[Source document]
+ + + + +

Stretching the Truth

After summertime stops in such locales as Hollywood, San Diego, and Centerville, the Funky Train has returned to familiar Westview. Today’s stop: the Fitness Center, where once again Funky endures the scorn of his still-nameless trainer, whom we call Fitness Girl.

These Fitness Girl arcs get me to wondering where Mr. “Write What You Know” works out. Maybe at the Medina Tone Fitness Center (motto: “Pain is temporary. Quitting lasts forever”)? I mainly wonder because of the way he draws fitness equipment: Funky is ensconced in what looks like a giant infant swing.  His submissive attitude in panel 3, under Fitness Girl’s disdainful gaze, infantilizes him further still. Here is a guy who at least tries to get fit: we see him run–well, jog; play tennis, and put up with this sneering witch of a “personal trainer.” He should be looking and feeling a little better, but Batiuk persists in portraying him as an elderly, hapless schlub.

What’s a Hemingway?

Major props as always to Beckoning Chasm, and to David O, Epicus Doomus, and Oddnoc, for helping me keep the snark fires burning every day!

+ + + + +

[Data excerpts]
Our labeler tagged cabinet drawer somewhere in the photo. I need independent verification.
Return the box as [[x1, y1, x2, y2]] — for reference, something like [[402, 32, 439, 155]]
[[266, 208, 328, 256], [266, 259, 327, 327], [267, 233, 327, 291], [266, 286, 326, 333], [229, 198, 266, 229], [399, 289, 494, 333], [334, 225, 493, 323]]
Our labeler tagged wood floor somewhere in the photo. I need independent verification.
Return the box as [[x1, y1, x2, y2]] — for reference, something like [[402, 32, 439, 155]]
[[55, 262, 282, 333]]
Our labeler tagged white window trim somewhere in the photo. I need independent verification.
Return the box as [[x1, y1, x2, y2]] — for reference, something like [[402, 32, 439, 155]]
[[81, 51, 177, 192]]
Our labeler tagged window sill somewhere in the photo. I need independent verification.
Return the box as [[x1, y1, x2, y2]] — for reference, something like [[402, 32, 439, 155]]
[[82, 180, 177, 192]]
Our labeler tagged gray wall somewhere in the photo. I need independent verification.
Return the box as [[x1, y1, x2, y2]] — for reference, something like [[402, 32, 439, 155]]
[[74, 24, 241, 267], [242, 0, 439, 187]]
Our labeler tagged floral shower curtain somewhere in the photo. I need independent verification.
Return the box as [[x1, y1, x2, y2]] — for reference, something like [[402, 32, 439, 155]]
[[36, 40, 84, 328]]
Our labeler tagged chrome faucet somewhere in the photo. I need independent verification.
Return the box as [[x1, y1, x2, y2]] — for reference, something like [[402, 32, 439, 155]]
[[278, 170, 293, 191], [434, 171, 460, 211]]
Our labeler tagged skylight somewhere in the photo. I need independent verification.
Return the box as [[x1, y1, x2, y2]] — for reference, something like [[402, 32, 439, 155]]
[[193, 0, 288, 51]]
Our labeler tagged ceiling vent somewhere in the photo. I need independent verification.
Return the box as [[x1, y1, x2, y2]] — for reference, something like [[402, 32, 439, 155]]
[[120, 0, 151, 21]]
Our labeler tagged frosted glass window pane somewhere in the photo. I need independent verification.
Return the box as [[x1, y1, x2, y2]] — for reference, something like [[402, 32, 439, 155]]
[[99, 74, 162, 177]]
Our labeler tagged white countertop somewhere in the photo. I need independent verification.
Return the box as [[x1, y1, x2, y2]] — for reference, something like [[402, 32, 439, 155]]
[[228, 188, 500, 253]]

+ + + + +

[Goal] According to the comic strip post, to which place has the Funky Train returned after its summertime stops? None of the lines matter here.

[Response for this exercise] The Funky Train has returned to Westview.